Instructions for the task - Set out the entries from the line with "Can you find the tree in" up to and including the line with "pixel 65 336" as a Markdown table with the columns Row and Line. Number each line in order and leave out any blank lines.

** begin Supplied records **

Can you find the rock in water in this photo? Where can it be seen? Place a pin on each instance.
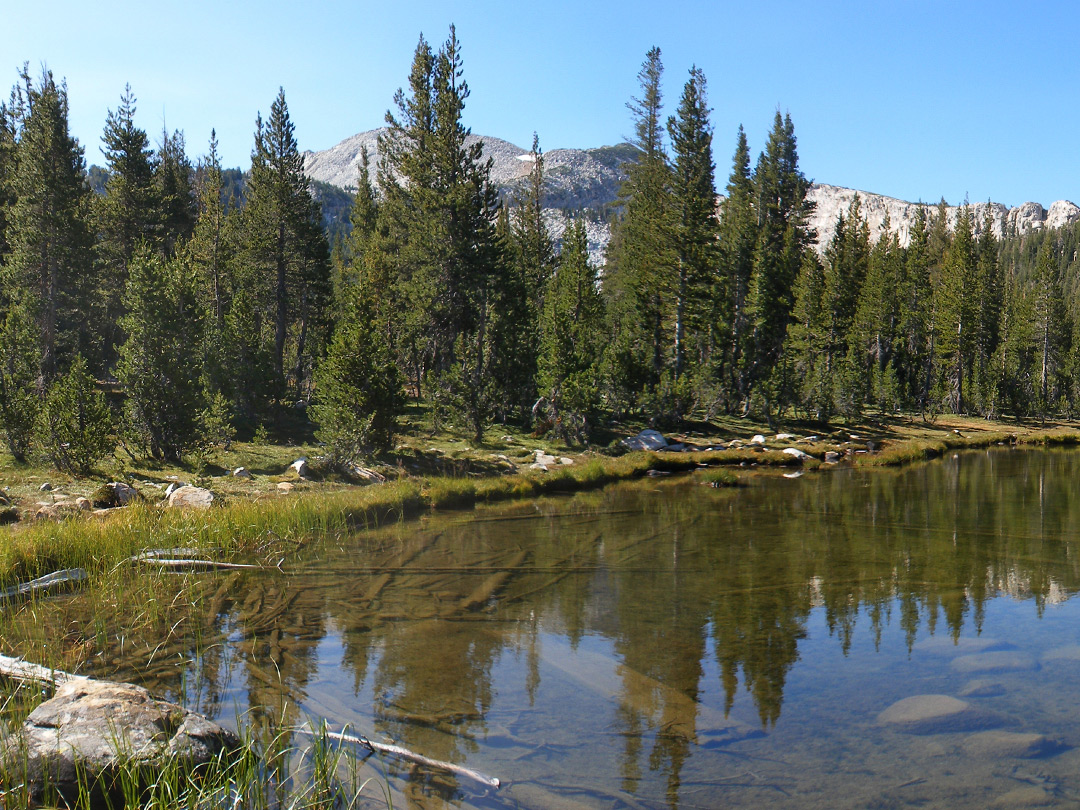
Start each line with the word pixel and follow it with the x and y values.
pixel 1011 745
pixel 935 714
pixel 1000 661
pixel 90 727
pixel 980 688
pixel 191 497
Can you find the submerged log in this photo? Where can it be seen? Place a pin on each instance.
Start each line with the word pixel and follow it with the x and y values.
pixel 55 581
pixel 401 753
pixel 491 584
pixel 26 672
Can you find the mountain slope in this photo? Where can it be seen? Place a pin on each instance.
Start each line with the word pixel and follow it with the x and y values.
pixel 589 179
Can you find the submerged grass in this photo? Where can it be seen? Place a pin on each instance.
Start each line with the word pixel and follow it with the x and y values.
pixel 274 774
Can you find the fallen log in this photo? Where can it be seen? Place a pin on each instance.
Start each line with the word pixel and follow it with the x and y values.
pixel 401 753
pixel 26 672
pixel 196 565
pixel 54 581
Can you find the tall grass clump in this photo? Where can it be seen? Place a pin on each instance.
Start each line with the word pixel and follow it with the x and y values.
pixel 281 773
pixel 903 453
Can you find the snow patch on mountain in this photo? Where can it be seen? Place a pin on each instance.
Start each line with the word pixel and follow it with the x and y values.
pixel 579 180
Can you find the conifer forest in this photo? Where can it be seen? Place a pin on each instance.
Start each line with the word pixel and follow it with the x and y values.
pixel 165 304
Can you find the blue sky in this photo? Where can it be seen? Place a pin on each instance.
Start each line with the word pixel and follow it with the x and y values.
pixel 914 99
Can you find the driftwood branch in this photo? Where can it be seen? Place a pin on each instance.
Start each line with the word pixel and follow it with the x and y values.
pixel 401 753
pixel 186 559
pixel 25 672
pixel 55 581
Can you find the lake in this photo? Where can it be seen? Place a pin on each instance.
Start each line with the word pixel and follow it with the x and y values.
pixel 659 644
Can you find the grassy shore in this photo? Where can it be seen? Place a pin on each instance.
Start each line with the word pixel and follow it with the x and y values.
pixel 258 520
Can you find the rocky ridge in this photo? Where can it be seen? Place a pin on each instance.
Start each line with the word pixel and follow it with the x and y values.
pixel 576 179
pixel 589 180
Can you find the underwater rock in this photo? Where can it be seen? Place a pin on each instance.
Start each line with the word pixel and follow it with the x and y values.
pixel 191 497
pixel 1069 653
pixel 944 645
pixel 647 440
pixel 935 714
pixel 982 688
pixel 1011 744
pixel 999 661
pixel 90 727
pixel 1026 796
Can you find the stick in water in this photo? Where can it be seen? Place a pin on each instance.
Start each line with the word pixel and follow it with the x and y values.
pixel 406 754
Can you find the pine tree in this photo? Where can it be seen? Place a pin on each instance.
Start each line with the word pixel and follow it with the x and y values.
pixel 285 248
pixel 782 239
pixel 875 337
pixel 956 310
pixel 130 211
pixel 988 313
pixel 640 259
pixel 530 253
pixel 1050 324
pixel 76 423
pixel 440 207
pixel 8 143
pixel 738 234
pixel 127 215
pixel 176 201
pixel 916 348
pixel 571 337
pixel 159 366
pixel 696 228
pixel 51 244
pixel 19 390
pixel 358 386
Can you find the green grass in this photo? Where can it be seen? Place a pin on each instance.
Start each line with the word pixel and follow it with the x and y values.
pixel 718 477
pixel 286 771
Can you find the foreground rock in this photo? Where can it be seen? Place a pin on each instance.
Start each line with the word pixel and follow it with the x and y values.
pixel 936 714
pixel 191 498
pixel 647 440
pixel 91 727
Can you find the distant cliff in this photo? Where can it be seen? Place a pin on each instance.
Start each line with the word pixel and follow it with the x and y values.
pixel 588 180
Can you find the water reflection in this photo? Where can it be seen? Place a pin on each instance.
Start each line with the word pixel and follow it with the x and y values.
pixel 616 648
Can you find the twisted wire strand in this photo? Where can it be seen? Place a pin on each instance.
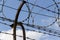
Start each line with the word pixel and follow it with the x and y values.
pixel 16 35
pixel 54 34
pixel 28 11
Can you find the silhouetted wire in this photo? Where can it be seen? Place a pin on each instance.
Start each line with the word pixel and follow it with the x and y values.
pixel 57 7
pixel 31 14
pixel 16 35
pixel 2 8
pixel 58 14
pixel 41 7
pixel 33 31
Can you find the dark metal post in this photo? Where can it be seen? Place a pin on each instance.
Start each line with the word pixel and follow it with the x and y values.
pixel 16 19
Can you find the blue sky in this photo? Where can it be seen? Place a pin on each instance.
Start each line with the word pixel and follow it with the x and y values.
pixel 38 19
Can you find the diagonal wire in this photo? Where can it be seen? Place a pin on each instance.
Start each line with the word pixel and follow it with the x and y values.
pixel 33 31
pixel 28 11
pixel 16 35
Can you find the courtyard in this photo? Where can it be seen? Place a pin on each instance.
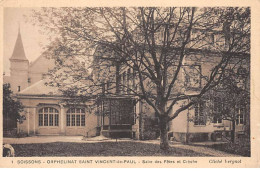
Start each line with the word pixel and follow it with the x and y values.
pixel 62 146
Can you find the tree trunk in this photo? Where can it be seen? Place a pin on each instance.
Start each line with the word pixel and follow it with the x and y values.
pixel 233 131
pixel 164 144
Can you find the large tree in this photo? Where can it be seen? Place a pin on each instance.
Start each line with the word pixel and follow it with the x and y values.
pixel 154 42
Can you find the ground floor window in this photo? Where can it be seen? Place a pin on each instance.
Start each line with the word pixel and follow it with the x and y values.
pixel 48 116
pixel 75 117
pixel 200 118
pixel 240 119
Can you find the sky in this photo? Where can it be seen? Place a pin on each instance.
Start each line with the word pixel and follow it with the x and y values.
pixel 33 41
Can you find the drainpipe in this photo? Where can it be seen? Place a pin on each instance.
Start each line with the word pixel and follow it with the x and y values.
pixel 188 127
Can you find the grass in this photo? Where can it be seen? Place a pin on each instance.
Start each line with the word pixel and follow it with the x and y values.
pixel 98 149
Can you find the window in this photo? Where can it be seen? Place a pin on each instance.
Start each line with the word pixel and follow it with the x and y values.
pixel 200 118
pixel 48 116
pixel 240 117
pixel 217 110
pixel 192 76
pixel 75 117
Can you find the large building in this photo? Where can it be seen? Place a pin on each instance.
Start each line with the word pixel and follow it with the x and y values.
pixel 115 114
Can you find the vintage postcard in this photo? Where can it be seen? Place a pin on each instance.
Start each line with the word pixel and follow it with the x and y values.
pixel 140 84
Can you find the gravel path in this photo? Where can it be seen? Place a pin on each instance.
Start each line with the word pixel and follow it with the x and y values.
pixel 79 139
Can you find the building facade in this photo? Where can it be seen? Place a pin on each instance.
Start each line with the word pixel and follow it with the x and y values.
pixel 116 113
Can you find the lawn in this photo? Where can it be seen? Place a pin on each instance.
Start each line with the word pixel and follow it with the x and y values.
pixel 98 149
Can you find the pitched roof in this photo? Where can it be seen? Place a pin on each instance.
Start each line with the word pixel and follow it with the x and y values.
pixel 39 88
pixel 18 52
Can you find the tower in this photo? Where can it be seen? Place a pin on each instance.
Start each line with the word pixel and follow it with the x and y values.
pixel 19 66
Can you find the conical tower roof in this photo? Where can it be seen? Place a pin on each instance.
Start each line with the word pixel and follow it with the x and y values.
pixel 18 53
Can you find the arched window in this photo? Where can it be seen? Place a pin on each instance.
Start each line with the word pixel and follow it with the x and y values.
pixel 75 117
pixel 48 116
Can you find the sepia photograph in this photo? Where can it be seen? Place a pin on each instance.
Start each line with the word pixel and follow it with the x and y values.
pixel 138 81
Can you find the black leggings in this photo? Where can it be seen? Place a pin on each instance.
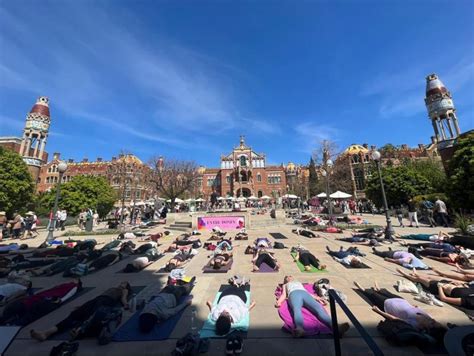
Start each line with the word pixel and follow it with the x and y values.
pixel 379 297
pixel 384 254
pixel 265 257
pixel 233 290
pixel 178 291
pixel 307 259
pixel 84 312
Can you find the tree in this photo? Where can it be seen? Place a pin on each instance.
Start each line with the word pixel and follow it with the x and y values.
pixel 84 192
pixel 16 183
pixel 313 179
pixel 461 172
pixel 401 184
pixel 173 178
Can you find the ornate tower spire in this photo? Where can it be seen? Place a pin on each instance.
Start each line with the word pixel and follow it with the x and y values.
pixel 441 110
pixel 35 135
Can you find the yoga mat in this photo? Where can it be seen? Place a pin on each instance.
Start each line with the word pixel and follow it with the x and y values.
pixel 208 329
pixel 130 331
pixel 7 334
pixel 122 270
pixel 301 267
pixel 224 269
pixel 278 236
pixel 65 336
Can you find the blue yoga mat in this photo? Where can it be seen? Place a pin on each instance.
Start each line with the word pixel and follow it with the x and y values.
pixel 162 331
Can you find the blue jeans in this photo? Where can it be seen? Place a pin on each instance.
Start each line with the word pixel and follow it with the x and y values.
pixel 299 298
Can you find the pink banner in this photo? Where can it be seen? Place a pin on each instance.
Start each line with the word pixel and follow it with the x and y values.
pixel 224 222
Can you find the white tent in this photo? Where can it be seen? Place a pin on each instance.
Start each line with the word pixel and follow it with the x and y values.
pixel 340 195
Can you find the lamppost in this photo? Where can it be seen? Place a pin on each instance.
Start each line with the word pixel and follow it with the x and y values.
pixel 62 167
pixel 326 172
pixel 389 229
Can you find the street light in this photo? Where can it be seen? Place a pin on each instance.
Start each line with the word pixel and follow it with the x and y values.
pixel 326 172
pixel 389 232
pixel 62 167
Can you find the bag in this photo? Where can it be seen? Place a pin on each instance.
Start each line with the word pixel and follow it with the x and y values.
pixel 406 286
pixel 278 245
pixel 399 333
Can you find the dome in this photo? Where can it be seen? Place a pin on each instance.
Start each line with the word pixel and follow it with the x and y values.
pixel 130 159
pixel 355 149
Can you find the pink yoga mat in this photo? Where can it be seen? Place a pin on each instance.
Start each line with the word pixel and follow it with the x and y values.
pixel 312 326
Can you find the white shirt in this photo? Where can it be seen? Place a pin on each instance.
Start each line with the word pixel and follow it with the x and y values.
pixel 233 305
pixel 9 290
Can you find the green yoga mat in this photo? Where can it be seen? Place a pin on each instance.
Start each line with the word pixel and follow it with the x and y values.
pixel 301 267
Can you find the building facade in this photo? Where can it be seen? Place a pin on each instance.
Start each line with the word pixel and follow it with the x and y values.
pixel 245 173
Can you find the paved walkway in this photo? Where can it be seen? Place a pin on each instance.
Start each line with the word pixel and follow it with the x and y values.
pixel 265 336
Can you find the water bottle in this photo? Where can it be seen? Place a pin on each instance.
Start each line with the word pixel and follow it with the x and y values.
pixel 193 322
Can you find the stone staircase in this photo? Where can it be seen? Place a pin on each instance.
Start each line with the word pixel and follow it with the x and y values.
pixel 180 226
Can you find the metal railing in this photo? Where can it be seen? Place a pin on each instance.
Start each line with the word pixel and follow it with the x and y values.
pixel 333 299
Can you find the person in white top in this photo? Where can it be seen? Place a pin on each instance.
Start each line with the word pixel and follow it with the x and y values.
pixel 230 309
pixel 298 297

** end Supplied records **

Written answer -
| Row | Line |
|---|---|
| 1 | Can you find the tree in this photo? Where can it be seen? Place a pin on each instance. |
| 2 | Start each line with the word pixel and follow it with the x and y values. |
| 3 | pixel 84 192 |
| 4 | pixel 16 183 |
| 5 | pixel 313 179 |
| 6 | pixel 461 172 |
| 7 | pixel 401 184 |
| 8 | pixel 173 178 |
| 9 | Can you find the ornate tower spire in this photo? Where can it be seen? Place a pin on each instance. |
| 10 | Start each line with the word pixel and follow it with the x and y values. |
| 11 | pixel 441 110 |
| 12 | pixel 35 135 |
| 13 | Can you find the yoga mat in this photo? Where can it be seen? Place a pin on each instance. |
| 14 | Start each line with the word pixel and follow it with the x and y values. |
| 15 | pixel 208 329 |
| 16 | pixel 130 331 |
| 17 | pixel 7 334 |
| 18 | pixel 122 270 |
| 19 | pixel 301 267 |
| 20 | pixel 224 269 |
| 21 | pixel 278 236 |
| 22 | pixel 65 336 |